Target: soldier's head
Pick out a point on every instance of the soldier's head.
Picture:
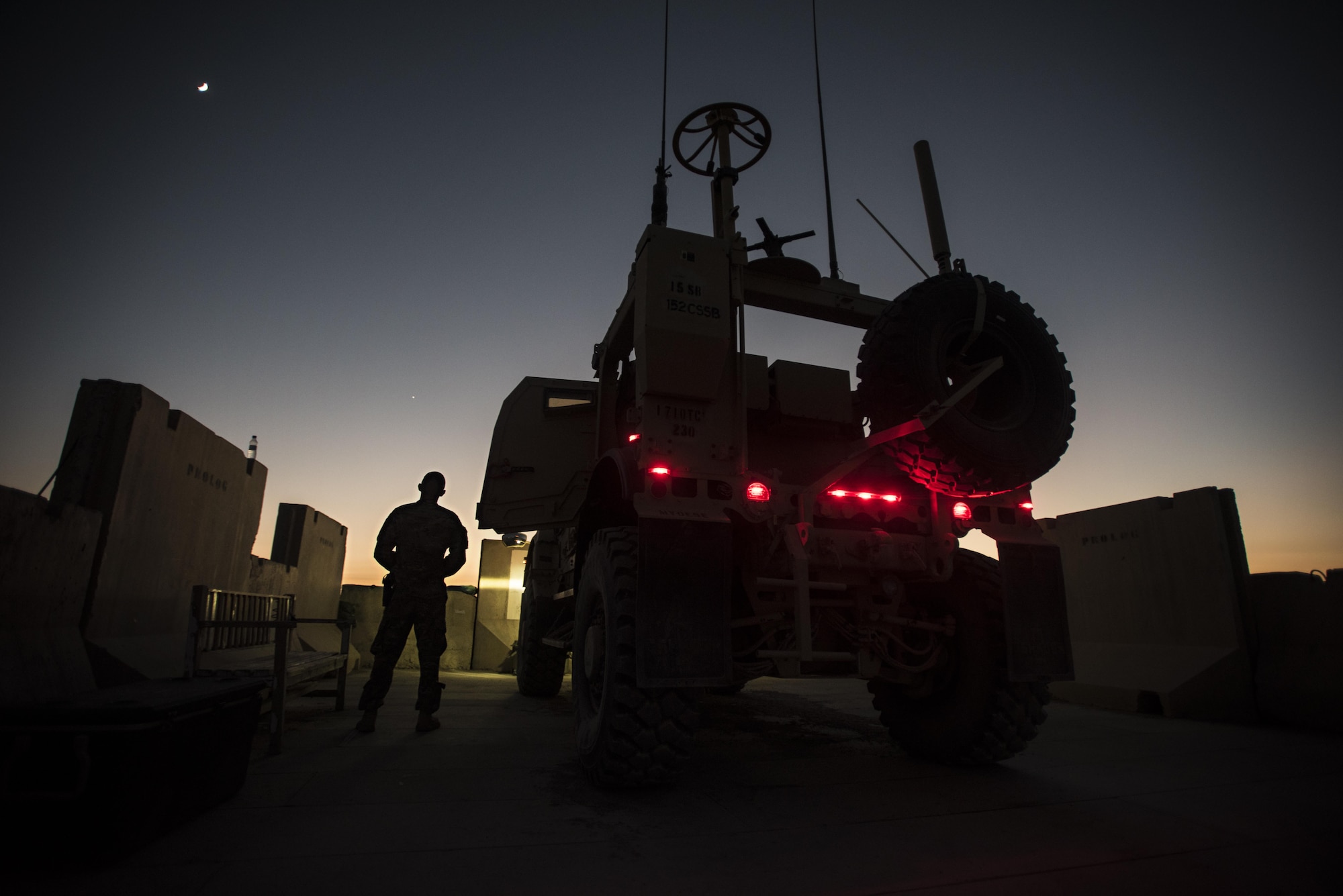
(433, 486)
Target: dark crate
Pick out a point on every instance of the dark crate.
(107, 770)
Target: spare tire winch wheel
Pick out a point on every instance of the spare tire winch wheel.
(934, 338)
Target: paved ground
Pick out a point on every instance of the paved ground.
(794, 789)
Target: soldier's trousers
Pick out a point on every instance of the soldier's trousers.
(426, 615)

_Exercise instructions_. Write the entries above out in full, exactly, with no images.

_Solution to the exercise_.
Target: soldier's head
Pick out a point on every instance of the soldier's head.
Picture:
(433, 486)
Target: dark crate
Pick out a point on every instance of the dark crate.
(107, 770)
Target: spare tire winch wheel
Pick out a point on every instance of the spare tire winch wheel.
(934, 338)
Target: paved ground
Pick out a point on every instance of the paved ground.
(794, 789)
Target: soldier's trousers
Pick out a point on every instance of the soldier's trousers.
(426, 615)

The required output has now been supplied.